#### [TASKS TO COMPLETE]
(1) Print the passage on the Gold King mine spill word for word, beginning at the words "Despite the risk, the" and stopping after "and highly trained.".
(2) Give what follows the last sentence of the passage on the Gold King mine spill.

#### [PASSAGE SHOWN]
= = = = =

From the Associated Press (Dan Elliott):
Like previous investigations, the inspector general’s report said the EPA knew the Gold King — one of scores of inactive mines in the mountains around Silverton, Colorado — posed a risk of a blowout. Even before the Aug. 5, 2015, spill, the mine was spewing out 200 gallons of wastewater per minute, or about 3 million gallons every 10 days, the report said.
Despite the risk, the EPA had “no specific standards for the level of care to be taken or how to assess a collapsed mine portal,” the report said. It said the EPA gives its employees in charge of such operations, known as on-scene coordinators, wide latitude in deciding how to work on old mines, and that both coordinators assigned to the Gold King were experienced and highly trained.
The inspector general’s report disputed one key element in a previous review of the Gold King spill, by the U.S. Bureau of Reclamation, which was assigned to conduct an independent, outside assessment of what went wrong.

= = = = =

#### [ENTRIES SUPPLIED]
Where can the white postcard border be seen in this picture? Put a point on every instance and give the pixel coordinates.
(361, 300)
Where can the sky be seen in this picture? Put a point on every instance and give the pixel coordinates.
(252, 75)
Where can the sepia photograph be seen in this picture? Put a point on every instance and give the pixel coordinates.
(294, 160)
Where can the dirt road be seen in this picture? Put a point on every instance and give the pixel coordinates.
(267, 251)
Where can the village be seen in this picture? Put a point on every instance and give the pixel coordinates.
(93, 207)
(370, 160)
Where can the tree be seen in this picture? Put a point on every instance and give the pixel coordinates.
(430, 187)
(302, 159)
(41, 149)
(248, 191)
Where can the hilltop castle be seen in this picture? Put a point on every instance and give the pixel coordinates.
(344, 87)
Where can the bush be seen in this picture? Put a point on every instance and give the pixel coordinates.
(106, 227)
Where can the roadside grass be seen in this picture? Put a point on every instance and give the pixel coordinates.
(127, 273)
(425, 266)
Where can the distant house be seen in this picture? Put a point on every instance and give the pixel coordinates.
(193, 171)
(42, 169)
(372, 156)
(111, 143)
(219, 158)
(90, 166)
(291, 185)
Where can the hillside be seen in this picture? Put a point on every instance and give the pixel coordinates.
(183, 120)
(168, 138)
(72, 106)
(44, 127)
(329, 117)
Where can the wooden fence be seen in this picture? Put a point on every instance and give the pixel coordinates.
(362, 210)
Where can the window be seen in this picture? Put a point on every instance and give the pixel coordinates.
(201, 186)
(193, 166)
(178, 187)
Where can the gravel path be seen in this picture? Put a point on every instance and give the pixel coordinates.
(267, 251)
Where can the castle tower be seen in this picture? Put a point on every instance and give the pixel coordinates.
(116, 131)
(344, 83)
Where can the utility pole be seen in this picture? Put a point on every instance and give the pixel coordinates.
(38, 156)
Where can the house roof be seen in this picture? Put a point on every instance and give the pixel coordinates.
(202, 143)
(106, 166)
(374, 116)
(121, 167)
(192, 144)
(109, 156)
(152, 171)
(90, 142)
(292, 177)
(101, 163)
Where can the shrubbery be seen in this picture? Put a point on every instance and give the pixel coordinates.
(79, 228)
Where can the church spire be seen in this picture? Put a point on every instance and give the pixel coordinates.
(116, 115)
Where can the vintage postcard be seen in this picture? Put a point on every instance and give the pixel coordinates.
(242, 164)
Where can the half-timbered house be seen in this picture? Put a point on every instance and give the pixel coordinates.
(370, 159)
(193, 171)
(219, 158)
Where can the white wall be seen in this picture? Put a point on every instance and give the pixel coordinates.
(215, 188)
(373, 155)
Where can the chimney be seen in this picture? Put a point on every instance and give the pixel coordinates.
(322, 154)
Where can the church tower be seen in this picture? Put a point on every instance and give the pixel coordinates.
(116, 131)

= = = = =

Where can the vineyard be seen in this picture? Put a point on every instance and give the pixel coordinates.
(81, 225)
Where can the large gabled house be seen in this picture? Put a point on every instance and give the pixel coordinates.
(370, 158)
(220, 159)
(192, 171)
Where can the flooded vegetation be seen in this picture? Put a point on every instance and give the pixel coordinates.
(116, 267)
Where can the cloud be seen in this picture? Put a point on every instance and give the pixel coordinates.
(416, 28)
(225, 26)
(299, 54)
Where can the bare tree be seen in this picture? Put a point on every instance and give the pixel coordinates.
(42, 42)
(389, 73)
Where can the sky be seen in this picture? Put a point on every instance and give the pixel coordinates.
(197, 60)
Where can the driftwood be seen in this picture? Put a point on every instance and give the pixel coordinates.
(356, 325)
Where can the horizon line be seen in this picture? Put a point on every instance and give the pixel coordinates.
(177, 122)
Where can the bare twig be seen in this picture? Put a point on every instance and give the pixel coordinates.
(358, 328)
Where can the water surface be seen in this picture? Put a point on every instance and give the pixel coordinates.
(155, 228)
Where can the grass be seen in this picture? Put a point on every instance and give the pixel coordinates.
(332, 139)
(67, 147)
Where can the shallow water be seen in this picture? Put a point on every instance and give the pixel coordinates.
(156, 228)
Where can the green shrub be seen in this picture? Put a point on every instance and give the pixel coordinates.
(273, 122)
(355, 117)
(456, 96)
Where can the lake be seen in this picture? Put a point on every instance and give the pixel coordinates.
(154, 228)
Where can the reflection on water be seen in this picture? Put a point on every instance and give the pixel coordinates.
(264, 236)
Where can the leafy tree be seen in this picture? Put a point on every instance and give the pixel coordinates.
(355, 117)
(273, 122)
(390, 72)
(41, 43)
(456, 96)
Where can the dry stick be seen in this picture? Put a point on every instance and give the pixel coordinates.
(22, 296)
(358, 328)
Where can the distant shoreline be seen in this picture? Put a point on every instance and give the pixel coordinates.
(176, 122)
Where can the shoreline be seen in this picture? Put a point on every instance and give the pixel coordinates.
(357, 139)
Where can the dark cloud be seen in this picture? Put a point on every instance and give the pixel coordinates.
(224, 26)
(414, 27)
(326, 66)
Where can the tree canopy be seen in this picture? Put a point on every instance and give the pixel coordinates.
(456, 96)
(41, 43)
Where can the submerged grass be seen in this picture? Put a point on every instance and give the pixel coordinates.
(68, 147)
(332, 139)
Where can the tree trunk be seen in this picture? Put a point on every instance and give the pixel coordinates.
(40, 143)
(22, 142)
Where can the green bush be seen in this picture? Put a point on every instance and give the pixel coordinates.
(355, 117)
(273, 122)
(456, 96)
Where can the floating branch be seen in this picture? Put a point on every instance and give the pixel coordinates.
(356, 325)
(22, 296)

= = = = =

#### [EXERCISE RESPONSES]
(1)
Despite the risk, the EPA had “no specific standards for the level of care to be taken or how to assess a collapsed mine portal,” the report said. It said the EPA gives its employees in charge of such operations, known as on-scene coordinators, wide latitude in deciding how to work on old mines, and that both coordinators assigned to the Gold King were experienced and highly trained.

(2)
The Bureau of Reclamation said the EPA-led crew was attempting to insert a drain pipe through a debris pile blocking the entrance of the mine, and that the on-scene coordinator had pushed that work ahead despite the reservations of the other on-scene coordinator, who was not present that day.
But the EPA inspector general said the crew was excavating loose rock around the mine entrance to see if the underlying rock was solid, not trying to insert a drain pipe. The inspector general said the crew did only work that had been planned for that day and was not rushing the schedule.”
From The Denver Post (Bruce Finley):
Office of Inspector General investigators, working independently within the EPA, found that EPA officials and their contractor were qualified and “had identified concerns about the water level and the potential for blowout of the blockage.”
The EPA-led team was at the mine not to open it but to evaluate conditions, investigators wrote. “Based on interpretation of mine-site conditions, the lead OSC (on-scene coordinator) did not believe direct testing of water behind the blockage was necessary.”
Colorado Department of Natural Resources officials had been working with EPA officials at the site, above Silverton in southwestern Colorado. And the group’s work plan included a warning that “conditions may exist that could result in a blowout of the blockages and cause a release of large volumes of contaminated mine waters and sediment from inside the mine, which contain concentrated heavy metals.”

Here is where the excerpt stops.